Les nouveaux horizons RH

Si vous êtes intéressé par les RH, vous ne pouvez que le connaître notamment à travers son blog, Alexandre Pachulski est rapidement devenu une figure incontournable des milieux RH, au delà de sa fonction de directeur général produits de Talentsoft. Aujourd’hui il met noir sur blanc son expertise et point de vue autour des RH et de l’impacts des usages et technologies collaborative à travers son nouvel ouvrage : les nouveaux horizons RH. Pour lui, la société connaît avec les médias sociaux des évolutions profondes qui influencent nos interactions sociales, notre rapport à l’information, au travail, à l’autorité. Pour rester compétitive et permettre à tous ses talents de collaborer, l’entreprise doit intégrer ces changements. Les RH apparaissent comme les pilotes naturels de cette mutation.

Extraits d'un jeu de données d'annotation de lieux:
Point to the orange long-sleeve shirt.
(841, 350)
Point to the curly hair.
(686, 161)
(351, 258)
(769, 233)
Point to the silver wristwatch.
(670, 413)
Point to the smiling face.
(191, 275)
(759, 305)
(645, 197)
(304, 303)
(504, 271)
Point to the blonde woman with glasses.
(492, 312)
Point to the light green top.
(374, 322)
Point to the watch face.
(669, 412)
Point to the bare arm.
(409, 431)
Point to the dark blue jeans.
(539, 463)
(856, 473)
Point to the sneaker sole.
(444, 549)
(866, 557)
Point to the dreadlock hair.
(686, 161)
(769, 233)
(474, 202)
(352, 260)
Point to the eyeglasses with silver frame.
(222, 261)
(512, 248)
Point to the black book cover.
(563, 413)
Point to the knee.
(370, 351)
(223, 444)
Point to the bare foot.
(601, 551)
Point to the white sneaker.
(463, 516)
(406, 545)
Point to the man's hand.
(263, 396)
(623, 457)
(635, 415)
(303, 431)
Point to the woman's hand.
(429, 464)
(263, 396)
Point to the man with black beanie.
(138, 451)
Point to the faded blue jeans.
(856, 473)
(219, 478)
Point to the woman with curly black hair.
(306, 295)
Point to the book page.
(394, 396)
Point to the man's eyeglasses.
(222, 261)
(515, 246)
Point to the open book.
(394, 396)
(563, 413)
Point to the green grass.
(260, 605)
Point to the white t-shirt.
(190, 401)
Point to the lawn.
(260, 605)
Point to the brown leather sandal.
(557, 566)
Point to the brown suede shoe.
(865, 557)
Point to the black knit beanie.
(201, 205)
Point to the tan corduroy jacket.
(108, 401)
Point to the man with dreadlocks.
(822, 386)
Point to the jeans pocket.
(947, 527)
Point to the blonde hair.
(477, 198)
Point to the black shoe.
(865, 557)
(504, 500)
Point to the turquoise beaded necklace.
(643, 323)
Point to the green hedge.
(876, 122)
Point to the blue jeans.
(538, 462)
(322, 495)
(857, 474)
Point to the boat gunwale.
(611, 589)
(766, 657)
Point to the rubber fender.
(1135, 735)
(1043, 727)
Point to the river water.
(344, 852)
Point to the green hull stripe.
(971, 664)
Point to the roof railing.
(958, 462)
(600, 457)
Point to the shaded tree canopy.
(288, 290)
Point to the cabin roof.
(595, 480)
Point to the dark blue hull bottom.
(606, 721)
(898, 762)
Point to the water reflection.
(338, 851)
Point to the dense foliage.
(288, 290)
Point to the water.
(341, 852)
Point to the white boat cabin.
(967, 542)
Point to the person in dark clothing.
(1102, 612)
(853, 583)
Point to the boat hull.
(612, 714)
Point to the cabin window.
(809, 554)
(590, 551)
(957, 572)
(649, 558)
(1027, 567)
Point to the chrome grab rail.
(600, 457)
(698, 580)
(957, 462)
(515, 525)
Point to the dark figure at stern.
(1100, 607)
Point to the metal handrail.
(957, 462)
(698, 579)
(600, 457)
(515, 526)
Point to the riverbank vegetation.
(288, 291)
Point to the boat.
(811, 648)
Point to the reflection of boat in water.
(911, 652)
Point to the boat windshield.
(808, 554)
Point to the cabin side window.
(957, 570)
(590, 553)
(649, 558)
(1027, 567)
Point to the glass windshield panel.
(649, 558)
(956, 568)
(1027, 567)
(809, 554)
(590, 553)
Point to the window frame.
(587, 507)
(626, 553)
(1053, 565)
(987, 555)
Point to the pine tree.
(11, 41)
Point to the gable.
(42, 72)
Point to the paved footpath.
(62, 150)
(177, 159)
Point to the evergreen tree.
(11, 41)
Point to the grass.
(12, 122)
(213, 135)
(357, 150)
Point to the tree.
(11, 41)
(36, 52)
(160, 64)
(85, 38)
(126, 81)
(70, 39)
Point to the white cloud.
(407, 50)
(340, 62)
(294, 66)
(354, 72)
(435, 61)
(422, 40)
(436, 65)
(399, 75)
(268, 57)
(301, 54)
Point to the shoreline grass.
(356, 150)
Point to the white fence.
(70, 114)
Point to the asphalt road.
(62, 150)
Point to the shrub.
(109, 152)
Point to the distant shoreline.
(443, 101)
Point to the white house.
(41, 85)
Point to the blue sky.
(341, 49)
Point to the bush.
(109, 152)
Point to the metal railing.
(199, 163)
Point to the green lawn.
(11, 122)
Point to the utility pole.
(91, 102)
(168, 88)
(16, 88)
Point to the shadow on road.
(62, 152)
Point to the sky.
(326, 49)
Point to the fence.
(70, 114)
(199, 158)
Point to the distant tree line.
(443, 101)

### Série d'exercices
1) Recopiez le passage du texte sur les nouveaux horizons RH de « Si vous êtes » à « de cette mutation. », en renommant « médias sociaux » en « réseaux sociaux ».
2) D'après le texte sur les nouveaux horizons RH, quelle fonction Alexandre Pachulski occupe-t-il chez Talentsoft ?

### Corrigé des exercices
1)
Si vous êtes intéressé par les RH, vous ne pouvez que le connaître notamment à travers son blog, Alexandre Pachulski est rapidement devenu une figure incontournable des milieux RH, au delà de sa fonction de directeur général produits de Talentsoft. Aujourd’hui il met noir sur blanc son expertise et point de vue autour des RH et de l’impacts des usages et technologies collaborative à travers son nouvel ouvrage : les nouveaux horizons RH. Pour lui, la société connaît avec les réseaux sociaux des évolutions profondes qui influencent nos interactions sociales, notre rapport à l’information, au travail, à l’autorité. Pour rester compétitive et permettre à tous ses talents de collaborer, l’entreprise doit intégrer ces changements. Les RH apparaissent comme les pilotes naturels de cette mutation.

2) Il est directeur général produits de Talentsoft.